Your goal:
Answer these questions about the theory composition example.
1. Which operation does ThConstraint have, and between which sorts does it map?
2. What does the shared base ThVertex contain?
3. How many times does Vertex appear among the sorts of ThConstrainedGraph?

Article:
A concrete example. Suppose we have two theories:

ThGraph with sorts $\{\mathrm{Vertex}, \mathrm{Edge}\}$ and operations $\{\mathrm{src}: \mathrm{Edge} \to \mathrm{Vertex},\; \mathrm{tgt}: \mathrm{Edge} \to \mathrm{Vertex}\}$.
ThConstraint with sorts $\{\mathrm{Vertex}, \mathrm{Constraint}\}$ and operations $\{\mathrm{target}: \mathrm{Constraint} \to \mathrm{Vertex}\}$.

Both mention $\mathrm{Vertex}$. The shared base ThVertex contains just $\{\mathrm{Vertex}\}$ with no operations.

When we compose, calling $\mathrm{ThConstrainedGraph} = \mathrm{compose}(\mathrm{ThGraph}, \mathrm{ThConstraint}, \mathrm{ThVertex})$, we get:

Sorts: $\{\mathrm{Vertex}, \mathrm{Edge}, \mathrm{Constraint}\}$. $\mathrm{Vertex}$ appears once, not twice.
Operations: $\{\mathrm{src}, \mathrm{tgt}, \mathrm{target}\}$. All operations are retained.

graph LR
    ThVertex -->|includes Vertex| ThGraph
    ThVertex -->|includes Vertex| ThConstraint
    ThGraph -->|compose leg| ThConstrainedGraph
    ThConstraint -->|compose leg| ThConstrainedGraph

Figure 9.1: Composition square: ThGraph and ThConstraint merged along their shared ThVertex.

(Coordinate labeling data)
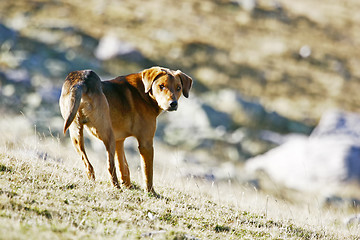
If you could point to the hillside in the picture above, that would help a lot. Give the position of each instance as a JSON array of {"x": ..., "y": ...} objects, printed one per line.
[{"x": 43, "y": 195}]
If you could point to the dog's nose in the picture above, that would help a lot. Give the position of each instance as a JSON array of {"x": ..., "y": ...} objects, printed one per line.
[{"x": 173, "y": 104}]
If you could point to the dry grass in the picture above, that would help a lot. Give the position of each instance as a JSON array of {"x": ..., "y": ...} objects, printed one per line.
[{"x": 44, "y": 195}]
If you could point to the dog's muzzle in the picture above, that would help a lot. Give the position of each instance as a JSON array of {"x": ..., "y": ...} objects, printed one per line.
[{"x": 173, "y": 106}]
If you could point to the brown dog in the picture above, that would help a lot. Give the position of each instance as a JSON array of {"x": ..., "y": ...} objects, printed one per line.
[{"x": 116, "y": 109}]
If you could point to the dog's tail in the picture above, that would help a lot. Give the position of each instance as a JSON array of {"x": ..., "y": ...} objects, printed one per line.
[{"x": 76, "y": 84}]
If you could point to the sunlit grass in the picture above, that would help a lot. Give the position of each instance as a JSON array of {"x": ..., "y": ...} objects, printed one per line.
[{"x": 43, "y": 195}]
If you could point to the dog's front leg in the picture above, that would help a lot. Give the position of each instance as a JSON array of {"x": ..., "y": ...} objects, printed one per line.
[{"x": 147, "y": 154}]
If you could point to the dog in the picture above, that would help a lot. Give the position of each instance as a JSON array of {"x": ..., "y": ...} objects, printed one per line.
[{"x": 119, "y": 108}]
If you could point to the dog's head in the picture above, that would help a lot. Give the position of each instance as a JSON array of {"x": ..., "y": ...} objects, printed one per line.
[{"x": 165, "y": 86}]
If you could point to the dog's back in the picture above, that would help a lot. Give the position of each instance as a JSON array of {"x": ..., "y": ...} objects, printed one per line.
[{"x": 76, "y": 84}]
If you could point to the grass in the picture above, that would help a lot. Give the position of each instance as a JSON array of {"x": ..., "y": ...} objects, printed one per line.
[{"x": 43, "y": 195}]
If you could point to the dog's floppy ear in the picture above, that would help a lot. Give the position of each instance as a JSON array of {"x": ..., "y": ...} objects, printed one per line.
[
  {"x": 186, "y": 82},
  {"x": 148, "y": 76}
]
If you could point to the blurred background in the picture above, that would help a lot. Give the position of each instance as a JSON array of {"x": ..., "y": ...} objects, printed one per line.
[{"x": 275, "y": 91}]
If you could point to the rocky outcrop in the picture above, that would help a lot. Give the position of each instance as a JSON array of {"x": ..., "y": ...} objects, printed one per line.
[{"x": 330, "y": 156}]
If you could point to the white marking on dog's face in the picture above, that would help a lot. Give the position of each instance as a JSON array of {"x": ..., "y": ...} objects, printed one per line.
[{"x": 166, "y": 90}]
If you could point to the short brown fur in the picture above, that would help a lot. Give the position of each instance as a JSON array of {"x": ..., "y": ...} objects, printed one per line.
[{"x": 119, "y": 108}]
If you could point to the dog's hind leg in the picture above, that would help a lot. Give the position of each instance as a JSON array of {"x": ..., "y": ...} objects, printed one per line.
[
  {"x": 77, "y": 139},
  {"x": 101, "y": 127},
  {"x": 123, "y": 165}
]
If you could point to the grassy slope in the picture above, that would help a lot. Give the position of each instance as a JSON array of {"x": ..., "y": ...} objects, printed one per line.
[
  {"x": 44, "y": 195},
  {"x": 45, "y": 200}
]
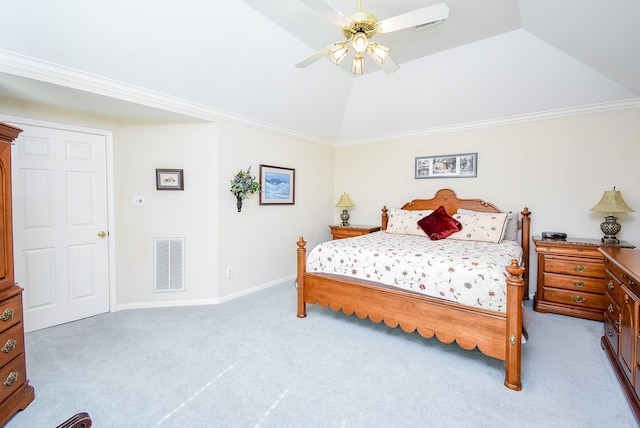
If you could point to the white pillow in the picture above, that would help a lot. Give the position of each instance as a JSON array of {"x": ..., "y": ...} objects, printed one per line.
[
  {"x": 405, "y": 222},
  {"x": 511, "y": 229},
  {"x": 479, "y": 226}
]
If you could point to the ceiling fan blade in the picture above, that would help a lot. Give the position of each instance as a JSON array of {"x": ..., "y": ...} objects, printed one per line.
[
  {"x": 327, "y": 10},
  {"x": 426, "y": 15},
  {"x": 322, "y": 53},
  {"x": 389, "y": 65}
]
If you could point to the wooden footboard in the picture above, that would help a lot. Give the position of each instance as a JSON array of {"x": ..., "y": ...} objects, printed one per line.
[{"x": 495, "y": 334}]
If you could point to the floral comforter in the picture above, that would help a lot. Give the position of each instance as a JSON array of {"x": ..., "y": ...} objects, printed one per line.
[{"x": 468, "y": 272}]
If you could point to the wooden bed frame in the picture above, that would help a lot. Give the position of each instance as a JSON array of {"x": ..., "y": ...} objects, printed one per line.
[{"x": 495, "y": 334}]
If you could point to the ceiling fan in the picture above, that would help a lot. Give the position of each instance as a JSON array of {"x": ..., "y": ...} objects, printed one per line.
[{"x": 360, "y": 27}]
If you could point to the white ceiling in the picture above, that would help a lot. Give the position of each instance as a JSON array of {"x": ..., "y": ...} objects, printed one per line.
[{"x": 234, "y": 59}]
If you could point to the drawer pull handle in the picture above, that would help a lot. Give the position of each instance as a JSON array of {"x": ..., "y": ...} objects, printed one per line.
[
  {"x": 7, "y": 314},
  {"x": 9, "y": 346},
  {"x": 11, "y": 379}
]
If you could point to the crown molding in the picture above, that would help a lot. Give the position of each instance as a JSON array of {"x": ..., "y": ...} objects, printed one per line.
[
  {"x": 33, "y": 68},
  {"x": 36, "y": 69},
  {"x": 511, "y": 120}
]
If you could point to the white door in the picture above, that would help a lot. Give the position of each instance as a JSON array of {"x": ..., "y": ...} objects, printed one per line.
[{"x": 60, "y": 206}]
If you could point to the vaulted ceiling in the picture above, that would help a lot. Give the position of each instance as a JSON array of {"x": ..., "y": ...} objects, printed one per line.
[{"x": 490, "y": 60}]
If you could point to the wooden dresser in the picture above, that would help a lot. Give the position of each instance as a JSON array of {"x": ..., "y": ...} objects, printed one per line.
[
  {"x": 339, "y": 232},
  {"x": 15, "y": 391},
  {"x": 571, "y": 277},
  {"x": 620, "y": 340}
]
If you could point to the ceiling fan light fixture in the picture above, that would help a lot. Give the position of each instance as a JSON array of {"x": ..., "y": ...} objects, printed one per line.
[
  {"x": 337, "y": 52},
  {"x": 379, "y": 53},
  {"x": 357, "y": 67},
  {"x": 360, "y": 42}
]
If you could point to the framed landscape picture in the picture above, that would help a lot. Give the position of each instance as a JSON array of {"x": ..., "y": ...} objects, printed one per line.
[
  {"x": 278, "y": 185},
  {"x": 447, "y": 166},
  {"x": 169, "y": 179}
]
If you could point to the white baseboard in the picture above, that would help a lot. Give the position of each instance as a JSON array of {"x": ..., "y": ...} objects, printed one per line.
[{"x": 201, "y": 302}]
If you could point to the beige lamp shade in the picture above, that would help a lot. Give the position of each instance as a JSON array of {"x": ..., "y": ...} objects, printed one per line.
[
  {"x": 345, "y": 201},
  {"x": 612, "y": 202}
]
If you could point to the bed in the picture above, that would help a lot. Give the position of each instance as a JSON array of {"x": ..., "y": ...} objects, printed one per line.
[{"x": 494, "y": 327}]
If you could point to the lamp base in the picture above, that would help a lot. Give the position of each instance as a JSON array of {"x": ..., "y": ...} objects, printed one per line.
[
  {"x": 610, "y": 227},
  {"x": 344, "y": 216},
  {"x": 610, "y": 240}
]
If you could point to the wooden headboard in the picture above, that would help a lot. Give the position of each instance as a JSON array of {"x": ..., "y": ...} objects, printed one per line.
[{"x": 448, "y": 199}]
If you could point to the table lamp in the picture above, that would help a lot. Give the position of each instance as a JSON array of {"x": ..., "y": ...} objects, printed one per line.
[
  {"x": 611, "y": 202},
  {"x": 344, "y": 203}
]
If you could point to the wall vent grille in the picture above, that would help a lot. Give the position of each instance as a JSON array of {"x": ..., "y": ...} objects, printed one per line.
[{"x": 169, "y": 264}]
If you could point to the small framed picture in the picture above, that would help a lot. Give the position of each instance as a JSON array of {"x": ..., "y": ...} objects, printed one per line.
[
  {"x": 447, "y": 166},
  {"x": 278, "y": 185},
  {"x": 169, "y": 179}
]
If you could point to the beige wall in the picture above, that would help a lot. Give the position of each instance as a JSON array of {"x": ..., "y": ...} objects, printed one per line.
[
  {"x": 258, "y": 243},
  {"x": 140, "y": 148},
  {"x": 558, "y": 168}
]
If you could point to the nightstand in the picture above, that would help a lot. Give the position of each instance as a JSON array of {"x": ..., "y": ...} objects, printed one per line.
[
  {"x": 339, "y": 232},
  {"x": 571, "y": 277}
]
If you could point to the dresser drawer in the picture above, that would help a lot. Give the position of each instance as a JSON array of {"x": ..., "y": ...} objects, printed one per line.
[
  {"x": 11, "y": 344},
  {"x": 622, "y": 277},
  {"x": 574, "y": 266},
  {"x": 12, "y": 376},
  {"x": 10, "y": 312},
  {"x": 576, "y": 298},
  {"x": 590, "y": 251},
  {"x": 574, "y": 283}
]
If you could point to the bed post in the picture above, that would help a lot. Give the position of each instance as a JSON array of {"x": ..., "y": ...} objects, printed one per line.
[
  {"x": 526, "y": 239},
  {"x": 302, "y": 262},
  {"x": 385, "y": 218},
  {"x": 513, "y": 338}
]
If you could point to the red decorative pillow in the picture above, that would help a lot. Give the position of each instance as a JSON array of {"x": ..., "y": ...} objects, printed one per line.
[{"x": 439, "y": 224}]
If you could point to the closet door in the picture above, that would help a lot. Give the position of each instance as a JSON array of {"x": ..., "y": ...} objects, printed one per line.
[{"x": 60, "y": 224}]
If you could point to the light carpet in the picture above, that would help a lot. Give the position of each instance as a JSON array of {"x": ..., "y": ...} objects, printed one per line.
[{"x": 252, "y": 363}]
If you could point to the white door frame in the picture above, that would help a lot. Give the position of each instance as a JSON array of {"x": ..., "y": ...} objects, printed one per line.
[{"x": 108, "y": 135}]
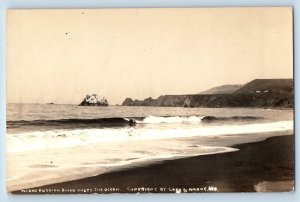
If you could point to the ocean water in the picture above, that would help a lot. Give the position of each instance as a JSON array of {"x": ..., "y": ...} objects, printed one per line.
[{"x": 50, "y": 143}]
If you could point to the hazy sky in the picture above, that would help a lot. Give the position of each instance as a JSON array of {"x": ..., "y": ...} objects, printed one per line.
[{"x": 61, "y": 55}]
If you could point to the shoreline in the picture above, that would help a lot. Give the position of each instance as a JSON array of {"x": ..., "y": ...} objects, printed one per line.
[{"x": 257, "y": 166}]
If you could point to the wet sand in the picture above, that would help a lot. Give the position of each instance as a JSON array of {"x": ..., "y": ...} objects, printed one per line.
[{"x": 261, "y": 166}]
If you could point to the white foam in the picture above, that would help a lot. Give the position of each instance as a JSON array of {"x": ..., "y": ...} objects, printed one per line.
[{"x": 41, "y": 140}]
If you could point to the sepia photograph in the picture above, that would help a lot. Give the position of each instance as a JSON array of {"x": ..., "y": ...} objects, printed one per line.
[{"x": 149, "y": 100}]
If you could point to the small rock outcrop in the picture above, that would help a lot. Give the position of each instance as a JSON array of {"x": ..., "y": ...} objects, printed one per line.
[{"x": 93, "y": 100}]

==

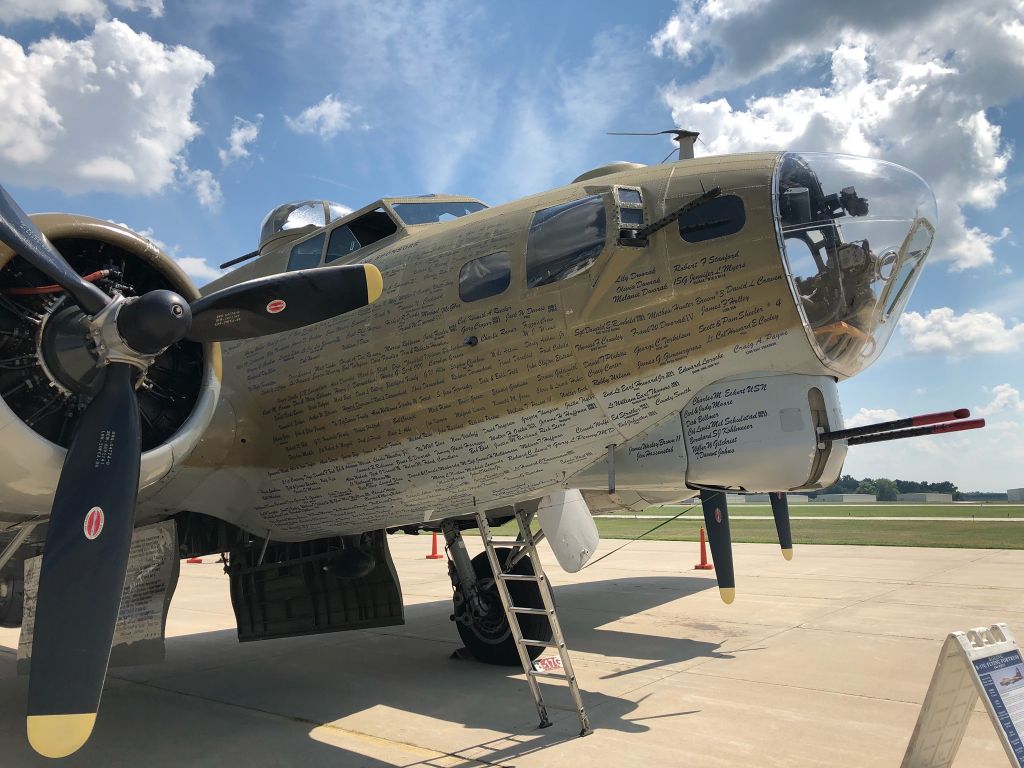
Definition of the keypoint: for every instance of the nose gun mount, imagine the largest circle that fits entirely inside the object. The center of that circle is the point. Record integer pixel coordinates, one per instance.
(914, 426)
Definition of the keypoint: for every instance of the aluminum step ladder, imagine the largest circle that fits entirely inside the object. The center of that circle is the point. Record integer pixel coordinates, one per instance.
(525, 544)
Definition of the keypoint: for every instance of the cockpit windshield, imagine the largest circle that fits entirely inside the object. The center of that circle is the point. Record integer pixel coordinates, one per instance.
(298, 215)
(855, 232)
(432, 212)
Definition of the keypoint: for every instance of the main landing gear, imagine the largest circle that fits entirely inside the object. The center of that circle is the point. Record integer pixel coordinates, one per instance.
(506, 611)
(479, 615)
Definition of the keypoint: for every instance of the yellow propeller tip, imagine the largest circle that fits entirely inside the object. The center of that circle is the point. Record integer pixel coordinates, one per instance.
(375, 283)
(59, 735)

Reply to the exercise:
1. The operation target, which maps Constraint to Vertex.
2. Only the sort Vertex, with no operations.
3. Once.